## WHAT YOU SHOULD DO
Write down every entry once more, exactly as it reads.
○ ○ ○ ○ ○
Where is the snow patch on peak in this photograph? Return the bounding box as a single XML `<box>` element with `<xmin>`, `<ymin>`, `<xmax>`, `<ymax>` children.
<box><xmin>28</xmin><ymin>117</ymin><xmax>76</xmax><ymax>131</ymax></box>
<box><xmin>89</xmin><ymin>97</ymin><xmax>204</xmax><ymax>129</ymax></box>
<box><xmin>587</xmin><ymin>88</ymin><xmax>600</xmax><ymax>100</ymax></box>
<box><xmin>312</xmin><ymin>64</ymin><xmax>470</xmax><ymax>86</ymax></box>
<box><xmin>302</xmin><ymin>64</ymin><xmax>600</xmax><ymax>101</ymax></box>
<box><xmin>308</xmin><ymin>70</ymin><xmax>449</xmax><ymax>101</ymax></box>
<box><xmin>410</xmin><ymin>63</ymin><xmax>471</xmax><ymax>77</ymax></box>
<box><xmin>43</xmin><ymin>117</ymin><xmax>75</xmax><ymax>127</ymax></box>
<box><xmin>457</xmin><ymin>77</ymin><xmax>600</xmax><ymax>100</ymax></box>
○ ○ ○ ○ ○
## YOUR SOLUTION
Where is the snow patch on peak in this photograph? Return the bounding box as a single XML `<box>` element with `<xmin>`, `<ymin>`, `<xmax>`, `<ymax>` children.
<box><xmin>28</xmin><ymin>117</ymin><xmax>76</xmax><ymax>131</ymax></box>
<box><xmin>89</xmin><ymin>97</ymin><xmax>204</xmax><ymax>129</ymax></box>
<box><xmin>587</xmin><ymin>88</ymin><xmax>600</xmax><ymax>100</ymax></box>
<box><xmin>312</xmin><ymin>64</ymin><xmax>470</xmax><ymax>86</ymax></box>
<box><xmin>302</xmin><ymin>64</ymin><xmax>600</xmax><ymax>101</ymax></box>
<box><xmin>308</xmin><ymin>70</ymin><xmax>449</xmax><ymax>101</ymax></box>
<box><xmin>410</xmin><ymin>63</ymin><xmax>471</xmax><ymax>77</ymax></box>
<box><xmin>43</xmin><ymin>117</ymin><xmax>75</xmax><ymax>127</ymax></box>
<box><xmin>457</xmin><ymin>77</ymin><xmax>600</xmax><ymax>100</ymax></box>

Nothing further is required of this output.